READING TEXT -

○ ○ ○ ○

Correlated subqueries
So far the subquery ran a single time, independently. A correlated subquery is different: it references a column from the outer query, so it is evaluated once for each row of the outside. It is like a loop: for each category, it runs the inner one using that category.
-- Categories whose most expensive product is over 100
SELECT name
FROM categories c
WHERE 100 < (
SELECT MAX(p.price)
FROM products p
WHERE p.category_id = c.id -- <- reference to the outer row "c"
)
ORDER BY name;
The key is the alias: c is defined outside and used inside. That is what
"correlates" both queries.
EXISTS
EXISTS takes a subquery and returns true if that subquery
produces at least one row (it doesn't matter which row: only whether it exists or not). It is used almost
always correlated, to ask "is there any related row?":
-- Categories that HAVE at least one product
SELECT name
FROM categories c
WHERE EXISTS (
SELECT 1 FROM products p WHERE p.category_id = c.id
)
ORDER BY name;
By convention you write SELECT 1 inside EXISTS: since only
existence matters, the specific columns are irrelevant.
Its negation, NOT EXISTS, finds the opposite: categories without products.
SELECT name
FROM categories c
WHERE NOT EXISTS (
SELECT 1 FROM products p WHERE p.category_id = c.id
)
ORDER BY name;
EXISTS vs IN: they often give the same result, but
EXISTSis usually clearer and more robust when there is correlation or possibleNULL, and it can stop as soon as it finds the first match.
Examples
EXISTS: categories with available stock
SELECT name
FROM categories c
WHERE EXISTS (
SELECT 1 FROM products p
WHERE p.category_id = c.id AND p.stock > 0
)
ORDER BY name;
NOT EXISTS: categories with no product in stock
SELECT name
FROM categories c
WHERE NOT EXISTS (
SELECT 1 FROM products p
WHERE p.category_id = c.id AND p.stock > 0
)
ORDER BY name;

○ ○ ○ ○

Records from the dataset -

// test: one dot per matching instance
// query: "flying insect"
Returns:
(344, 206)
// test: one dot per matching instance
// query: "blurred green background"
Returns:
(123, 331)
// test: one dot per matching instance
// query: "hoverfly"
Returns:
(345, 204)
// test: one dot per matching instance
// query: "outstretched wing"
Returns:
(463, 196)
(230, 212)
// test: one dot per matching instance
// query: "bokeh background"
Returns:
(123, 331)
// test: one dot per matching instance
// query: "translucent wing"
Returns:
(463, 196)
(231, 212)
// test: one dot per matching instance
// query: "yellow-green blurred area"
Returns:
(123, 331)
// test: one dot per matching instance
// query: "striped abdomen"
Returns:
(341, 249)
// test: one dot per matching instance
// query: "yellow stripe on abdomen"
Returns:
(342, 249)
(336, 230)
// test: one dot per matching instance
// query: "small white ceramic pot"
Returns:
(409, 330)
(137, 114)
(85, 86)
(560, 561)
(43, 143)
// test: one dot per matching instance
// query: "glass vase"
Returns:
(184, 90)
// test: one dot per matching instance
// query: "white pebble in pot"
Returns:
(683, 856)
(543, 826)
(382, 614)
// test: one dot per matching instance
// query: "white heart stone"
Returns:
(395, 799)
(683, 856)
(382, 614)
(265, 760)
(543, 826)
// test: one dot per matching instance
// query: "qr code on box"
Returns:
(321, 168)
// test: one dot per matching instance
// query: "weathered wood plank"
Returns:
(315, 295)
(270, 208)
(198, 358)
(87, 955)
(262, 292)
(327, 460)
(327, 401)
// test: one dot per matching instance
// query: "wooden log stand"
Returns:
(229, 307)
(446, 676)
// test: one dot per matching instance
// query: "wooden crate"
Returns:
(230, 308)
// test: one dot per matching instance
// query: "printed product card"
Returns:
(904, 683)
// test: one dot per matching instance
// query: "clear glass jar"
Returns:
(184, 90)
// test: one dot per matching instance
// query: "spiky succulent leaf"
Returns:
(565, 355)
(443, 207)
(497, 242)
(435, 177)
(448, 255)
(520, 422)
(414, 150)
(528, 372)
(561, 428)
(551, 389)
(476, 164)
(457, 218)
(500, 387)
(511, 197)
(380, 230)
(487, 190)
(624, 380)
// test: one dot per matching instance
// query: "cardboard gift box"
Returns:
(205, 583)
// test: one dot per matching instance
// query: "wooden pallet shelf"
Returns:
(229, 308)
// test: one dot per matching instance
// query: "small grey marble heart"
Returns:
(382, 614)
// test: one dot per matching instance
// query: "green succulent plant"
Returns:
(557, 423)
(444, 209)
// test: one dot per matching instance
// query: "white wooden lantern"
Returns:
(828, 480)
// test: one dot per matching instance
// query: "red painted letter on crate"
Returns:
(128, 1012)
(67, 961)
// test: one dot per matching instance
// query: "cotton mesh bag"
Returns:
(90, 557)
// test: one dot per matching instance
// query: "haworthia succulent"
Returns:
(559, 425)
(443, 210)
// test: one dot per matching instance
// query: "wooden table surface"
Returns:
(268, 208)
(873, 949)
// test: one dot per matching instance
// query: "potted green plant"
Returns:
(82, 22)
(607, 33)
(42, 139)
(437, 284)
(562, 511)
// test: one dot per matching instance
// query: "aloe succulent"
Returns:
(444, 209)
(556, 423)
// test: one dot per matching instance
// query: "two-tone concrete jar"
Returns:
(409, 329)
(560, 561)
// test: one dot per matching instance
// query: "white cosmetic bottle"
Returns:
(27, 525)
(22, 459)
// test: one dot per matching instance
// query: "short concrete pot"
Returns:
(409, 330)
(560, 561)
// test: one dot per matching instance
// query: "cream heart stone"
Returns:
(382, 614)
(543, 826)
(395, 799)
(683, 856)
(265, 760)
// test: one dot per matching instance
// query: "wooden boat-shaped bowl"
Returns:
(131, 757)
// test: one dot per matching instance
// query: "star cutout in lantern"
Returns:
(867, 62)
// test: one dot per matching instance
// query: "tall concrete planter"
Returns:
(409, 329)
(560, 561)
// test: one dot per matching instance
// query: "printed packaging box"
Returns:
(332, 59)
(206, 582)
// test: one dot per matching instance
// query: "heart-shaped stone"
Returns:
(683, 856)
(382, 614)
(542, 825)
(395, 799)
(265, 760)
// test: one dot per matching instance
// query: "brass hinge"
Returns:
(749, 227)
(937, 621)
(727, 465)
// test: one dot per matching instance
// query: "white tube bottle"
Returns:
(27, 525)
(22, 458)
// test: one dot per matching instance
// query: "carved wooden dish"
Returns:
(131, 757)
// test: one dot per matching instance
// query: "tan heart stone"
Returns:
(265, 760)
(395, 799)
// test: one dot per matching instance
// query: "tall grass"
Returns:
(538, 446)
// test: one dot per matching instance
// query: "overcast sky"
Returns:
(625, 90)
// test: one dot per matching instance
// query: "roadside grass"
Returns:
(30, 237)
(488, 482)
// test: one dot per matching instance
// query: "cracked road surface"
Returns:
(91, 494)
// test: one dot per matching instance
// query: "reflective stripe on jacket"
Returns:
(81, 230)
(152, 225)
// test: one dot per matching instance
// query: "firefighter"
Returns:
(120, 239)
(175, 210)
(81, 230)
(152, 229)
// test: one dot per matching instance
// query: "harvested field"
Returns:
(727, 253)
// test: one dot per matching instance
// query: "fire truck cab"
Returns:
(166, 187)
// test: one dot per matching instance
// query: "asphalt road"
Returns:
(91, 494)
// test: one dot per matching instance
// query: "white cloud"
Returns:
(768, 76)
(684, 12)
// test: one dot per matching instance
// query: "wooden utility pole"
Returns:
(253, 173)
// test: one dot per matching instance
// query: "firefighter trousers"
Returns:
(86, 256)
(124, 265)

○ ○ ○ ○

TASK INSTRUCTIONS -
a: Summarize the text on correlated subqueries in two sentences.
b: Please retype the text on correlated subqueries from "Correlated subqueries" to "SELECT MAX(p.price)".

THE SOLUTIONS -
a: A correlated subquery references a column from the outer query, so it is evaluated once for each row of the outer query, and the alias defined outside and used inside is what correlates the two queries. EXISTS returns true if its subquery produces at least one row and is almost always used correlated, while its negation, NOT EXISTS, finds the opposite, such as categories without products.

b:
Correlated subqueries
So far the subquery ran a single time, independently. A correlated subquery is different: it references a column from the outer query, so it is evaluated once for each row of the outside. It is like a loop: for each category, it runs the inner one using that category.
-- Categories whose most expensive product is over 100
SELECT name
FROM categories c
WHERE 100 < (
SELECT MAX(p.price)